◆ **Выбранный отрывок**:
==*==

А ведь сэр Вальтер в отличие от Хаггарда, Сабатини и Триза жил как раз во времена, когда шла ожесточенная морская война меж Англией u Испанией. Он застал и подзабытое (несправедливо) морское сражение у мыса Сен-Винсент, когда 14 февраля 1797 г. адмирал Джон Джервис с эскадрой из 15 кораблей наголову разбил испанскую флотилию из 27 вымпелов. И гораздо более знаменитую Трафальгарскую битву, когда адмирал Нельсон (к слову, участник сражения у Сен-Винсента) наголову разбил франко-испанский флот. И тем не менее классик генетической ненависти к испанцам и католикам вообще никогда не питал…
«Черное дерево»
Работорговля, как и пиратство, была широко распространена в античном мире. В Средневековье ее возродили не англичане, вообще не европейцы – арабы. В отличие от негритянских племен, живших порой прямо-таки первобытным образцом, за арабами стояли державы. В XIII–XIV веках в Восточную Африку, порой продвигаясь очень далеко, проникали их отряды, и в арабские мусульманские страны тянулись вереницы невольников.
Потом подключились европейцы, конкретнее – португальцы. Первое плавание в Африку за рабами совершил некий сеньор Азуара, привезший 165 человек (по крайней мере, его дошедший до нашего времени дневник – самое раннее документальное свидетельство).
Потом португальская работорговля приняла регулярный характер. Сначала попросту устраивали набеги на прибрежные деревни, без церемоний захватывая их жителей. Потом от столь «любительской» практики отказались: во-первых, действуя подобными методами, много людей не наловишь; во-вторых, многие местные племена были весьма воинственными и представляли серьезную угрозу. Гораздо проще и выгоднее было рабов покупать. Причем в роли продавцов, необходимо уточнить для исторической точности, выступали такие же чернокожие племенные вожди. Как люди, умом и деловой сообразительностью ничуть не уступавшие белым, они быстро поняли выгоды неизвестного прежде бизнеса. И срочно внесли изменения в военную тактику: теперь в войнах меж племенами старались не убивать, а захватить в плен как можно больше воинов противника – чтобы потом продать пленных португальцам. В отличие от изображенного Жюль Верном в романе «Пятнадцатилетний капитан» африканского царька, тупого алкоголика, большинство вождей были гораздо более деловыми и отдавали товар не за спиртное и бусики, а за звонкую монету и всевозможные европейские товары, в том числе и за огнестрельное оружие, дававшее им преимущество перед теми племенами, кто его еще не имел.

==*==

◆ **Что сделать**:
A. Выведите из текста о работорговле всё, начиная со слов «Работорговля, как и» и ниже вплоть до слов «раннее документальное свидетельство).».
B. Перепишите в виде списка абзац текста о работорговле, который начинается словами «Потом португальская работорговля», сохранив его основные факты.

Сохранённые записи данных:

==*==

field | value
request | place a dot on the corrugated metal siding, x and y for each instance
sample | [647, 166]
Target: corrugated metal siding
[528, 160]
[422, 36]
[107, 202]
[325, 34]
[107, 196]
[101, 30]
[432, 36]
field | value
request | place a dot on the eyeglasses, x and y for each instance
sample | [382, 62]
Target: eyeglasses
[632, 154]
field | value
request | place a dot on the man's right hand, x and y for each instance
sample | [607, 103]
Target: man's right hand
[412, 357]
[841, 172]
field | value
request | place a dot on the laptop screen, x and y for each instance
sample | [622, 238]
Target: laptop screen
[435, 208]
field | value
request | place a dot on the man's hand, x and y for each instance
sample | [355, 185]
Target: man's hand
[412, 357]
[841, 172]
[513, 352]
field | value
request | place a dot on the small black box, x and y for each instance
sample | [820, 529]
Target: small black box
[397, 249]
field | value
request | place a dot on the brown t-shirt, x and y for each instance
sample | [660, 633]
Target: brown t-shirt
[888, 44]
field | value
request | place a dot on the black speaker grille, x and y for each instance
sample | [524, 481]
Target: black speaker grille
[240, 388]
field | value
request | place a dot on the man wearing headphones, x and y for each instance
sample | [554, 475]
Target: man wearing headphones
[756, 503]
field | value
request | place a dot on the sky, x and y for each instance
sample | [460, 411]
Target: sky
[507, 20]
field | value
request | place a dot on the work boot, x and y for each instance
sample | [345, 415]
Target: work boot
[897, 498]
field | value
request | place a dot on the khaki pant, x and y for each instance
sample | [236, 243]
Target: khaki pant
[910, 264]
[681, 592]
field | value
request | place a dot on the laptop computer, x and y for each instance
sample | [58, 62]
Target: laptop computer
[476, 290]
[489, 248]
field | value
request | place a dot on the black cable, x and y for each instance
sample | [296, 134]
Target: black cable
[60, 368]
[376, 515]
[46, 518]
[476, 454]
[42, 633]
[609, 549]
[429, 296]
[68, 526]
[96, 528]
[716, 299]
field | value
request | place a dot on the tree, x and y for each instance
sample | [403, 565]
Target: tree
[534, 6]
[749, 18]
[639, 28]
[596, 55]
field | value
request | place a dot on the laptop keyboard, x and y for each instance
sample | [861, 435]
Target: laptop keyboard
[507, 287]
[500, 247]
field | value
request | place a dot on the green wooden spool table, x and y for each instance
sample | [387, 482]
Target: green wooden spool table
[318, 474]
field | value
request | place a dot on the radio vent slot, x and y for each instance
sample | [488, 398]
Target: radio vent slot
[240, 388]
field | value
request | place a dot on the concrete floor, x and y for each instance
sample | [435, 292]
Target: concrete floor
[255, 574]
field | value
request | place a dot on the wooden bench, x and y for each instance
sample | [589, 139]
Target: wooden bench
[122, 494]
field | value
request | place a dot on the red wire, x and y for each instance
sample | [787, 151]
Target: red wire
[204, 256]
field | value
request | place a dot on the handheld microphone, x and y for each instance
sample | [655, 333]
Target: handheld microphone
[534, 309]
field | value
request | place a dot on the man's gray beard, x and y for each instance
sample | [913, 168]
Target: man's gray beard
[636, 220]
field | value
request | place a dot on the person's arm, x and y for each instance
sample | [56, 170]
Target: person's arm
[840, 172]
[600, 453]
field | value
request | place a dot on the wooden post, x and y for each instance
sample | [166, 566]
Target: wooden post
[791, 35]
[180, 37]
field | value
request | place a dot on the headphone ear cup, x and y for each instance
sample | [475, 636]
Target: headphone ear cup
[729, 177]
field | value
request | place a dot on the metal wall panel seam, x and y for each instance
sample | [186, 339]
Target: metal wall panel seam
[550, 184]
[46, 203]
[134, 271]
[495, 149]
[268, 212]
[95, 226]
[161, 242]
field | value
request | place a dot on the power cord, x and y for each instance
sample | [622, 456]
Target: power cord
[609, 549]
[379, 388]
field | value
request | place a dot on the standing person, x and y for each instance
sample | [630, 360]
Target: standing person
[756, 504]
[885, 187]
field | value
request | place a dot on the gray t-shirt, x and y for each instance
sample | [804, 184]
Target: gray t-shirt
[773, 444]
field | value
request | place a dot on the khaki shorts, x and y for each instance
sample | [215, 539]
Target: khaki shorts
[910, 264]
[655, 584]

==*==

◆ **Результаты упражнения**:
A.
Работорговля, как и пиратство, была широко распространена в античном мире. В Средневековье ее возродили не англичане, вообще не европейцы – арабы. В отличие от негритянских племен, живших порой прямо-таки первобытным образцом, за арабами стояли державы. В XIII–XIV веках в Восточную Африку, порой продвигаясь очень далеко, проникали их отряды, и в арабские мусульманские страны тянулись вереницы невольников.
Потом подключились европейцы, конкретнее – португальцы. Первое плавание в Африку за рабами совершил некий сеньор Азуара, привезший 165 человек (по крайней мере, его дошедший до нашего времени дневник – самое раннее документальное свидетельство).

B.
- Португальская работорговля стала регулярной.
- Сначала португальцы нападали на прибрежные деревни и захватывали жителей.
- От набегов отказались по двум причинам: так много людей не поймаешь, а многие воинственные племена представляли серьёзную угрозу.
- Покупать рабов оказалось проще и выгоднее.
- Продавцами были чернокожие племенные вожди, которые быстро поняли выгоду этого дела.
- Вожди изменили военную тактику: в межплеменных войнах старались не убивать противников, а брать их в плен, чтобы продать португальцам.
- Африканский царёк в романе Жюля Верна «Пятнадцатилетний капитан» изображён тупым алкоголиком. Большинство же вождей были деловыми людьми и брали за рабов не спиртное и бусы, а деньги и европейские товары.
- Среди этих товаров было огнестрельное оружие, дававшее преимущество перед племенами, у которых его ещё не было.